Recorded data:
--------------------

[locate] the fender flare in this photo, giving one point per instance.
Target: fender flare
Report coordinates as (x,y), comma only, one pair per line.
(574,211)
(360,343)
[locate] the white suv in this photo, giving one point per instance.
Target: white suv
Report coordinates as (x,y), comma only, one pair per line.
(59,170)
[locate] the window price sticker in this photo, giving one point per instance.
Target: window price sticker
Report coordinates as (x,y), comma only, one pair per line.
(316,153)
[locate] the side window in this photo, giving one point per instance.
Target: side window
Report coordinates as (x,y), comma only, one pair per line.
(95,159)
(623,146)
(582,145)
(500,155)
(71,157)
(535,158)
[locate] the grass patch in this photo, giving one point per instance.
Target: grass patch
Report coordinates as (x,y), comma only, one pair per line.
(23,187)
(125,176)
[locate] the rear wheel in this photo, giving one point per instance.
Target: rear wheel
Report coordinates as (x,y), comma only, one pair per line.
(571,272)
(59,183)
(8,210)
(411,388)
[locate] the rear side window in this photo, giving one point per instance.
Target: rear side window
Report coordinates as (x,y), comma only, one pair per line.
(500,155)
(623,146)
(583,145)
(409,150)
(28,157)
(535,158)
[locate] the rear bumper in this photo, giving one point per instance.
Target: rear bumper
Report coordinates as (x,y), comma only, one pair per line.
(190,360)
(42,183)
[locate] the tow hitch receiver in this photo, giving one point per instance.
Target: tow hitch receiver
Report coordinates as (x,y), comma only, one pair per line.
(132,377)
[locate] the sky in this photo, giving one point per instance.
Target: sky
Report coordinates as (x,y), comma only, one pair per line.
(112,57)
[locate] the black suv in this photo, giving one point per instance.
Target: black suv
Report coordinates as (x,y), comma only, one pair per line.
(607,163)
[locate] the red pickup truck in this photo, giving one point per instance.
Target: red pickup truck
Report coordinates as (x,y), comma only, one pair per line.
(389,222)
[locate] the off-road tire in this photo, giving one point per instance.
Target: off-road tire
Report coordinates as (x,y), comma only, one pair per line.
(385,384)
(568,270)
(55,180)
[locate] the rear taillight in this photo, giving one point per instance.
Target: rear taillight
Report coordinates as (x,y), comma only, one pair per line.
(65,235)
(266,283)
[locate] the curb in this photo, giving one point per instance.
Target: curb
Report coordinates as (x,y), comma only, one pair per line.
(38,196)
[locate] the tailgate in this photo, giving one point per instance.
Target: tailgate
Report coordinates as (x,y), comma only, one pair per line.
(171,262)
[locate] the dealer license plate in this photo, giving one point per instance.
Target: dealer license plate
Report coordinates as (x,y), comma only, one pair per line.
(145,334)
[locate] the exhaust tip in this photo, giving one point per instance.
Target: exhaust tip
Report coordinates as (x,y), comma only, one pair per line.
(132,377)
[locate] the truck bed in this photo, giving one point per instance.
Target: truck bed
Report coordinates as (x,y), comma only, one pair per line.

--------------------

## [Task item]
Take the records above and copy them out exactly.

## [Output for this exercise]
[locate] the fender flare in this photo, giving one point per instance.
Target: fender flare
Report coordinates as (x,y), comma only, one pair per line.
(574,211)
(360,343)
[locate] the white suv in this photo, giving one point per instance.
Target: white suv
Report coordinates as (x,y), comma only, one pair per line.
(59,170)
[locate] the window price sticker in this photo, giving one point per instance.
Target: window price sticker
Report coordinates as (x,y), comma only, one pair per line.
(316,153)
[locate] the side window in this photo, giving one point per instance.
Target: side window
Report coordinates as (x,y), comma only, one pair per line.
(95,159)
(623,146)
(582,145)
(500,155)
(71,157)
(535,158)
[locate] the grass patch in this photo, giving one point per instance.
Target: grass patch
Report coordinates as (x,y), comma only, one pair per line.
(23,187)
(125,176)
[locate] the rear wheel in this photo, giving one point per instance.
Target: rear wheel
Report coordinates as (x,y), comma only, one pair per line.
(571,272)
(59,183)
(8,210)
(411,388)
[locate] the rear side window in this photo, giving one point per instance.
Target: rear side window
Report coordinates as (x,y), comma only, one pair per line.
(500,155)
(623,146)
(583,145)
(409,150)
(28,157)
(535,158)
[locate] the rear bumper in this photo, giving one point per instance.
Target: rear bumper
Report coordinates as (x,y), comma only, one pair per line.
(190,360)
(42,183)
[locate] the tow hitch receiver in this photo, giving one point per instance.
Target: tow hitch receiver
Report coordinates as (x,y), comma only, one pair per line.
(132,377)
[locate] the sky in this photo, giving one point per instance.
Target: sky
Report coordinates as (x,y), comma only, one pair per line.
(112,57)
[locate] the black suv in this photo, giving one point per instance.
Target: black suv
Report coordinates as (x,y), comma only, one pair per line.
(607,163)
[locate] the red pickup truck in this photo, giving one point per instance.
Target: red pickup truck
Report coordinates as (x,y), comma only, one pair per line.
(389,222)
[locate] the off-road tire in this photo, giving one point per instance.
Target: off-road tire
Report coordinates as (x,y), comma only, one pair per line.
(385,384)
(568,270)
(55,180)
[locate] the rear taillight in this photo, giving one point per instance.
Target: rear taillight
Report coordinates as (x,y), comma only, one pair per line.
(65,235)
(266,283)
[locate] the curb in this photo, giving one point per instance.
Target: curb
Report coordinates as (x,y), comma only, one pair per line.
(38,196)
[locate] the tailgate in this photo, giving one point per instance.
Target: tailgate
Report coordinates as (x,y), comma only, one pair per line.
(171,262)
[locate] the dealer license plate in this photo, giving one point per instance.
Target: dealer license plate
Report coordinates as (x,y), comma only, one pair per line.
(145,334)
[locate] the exhaust tip in this photo, giving one point per instance.
Target: exhaust tip
Report coordinates as (x,y), comma only, one pair per line.
(132,377)
[locate] the truck bed in this photo, giving one point per instance.
Target: truck bed
Report coordinates as (x,y), comma only, one pair per line.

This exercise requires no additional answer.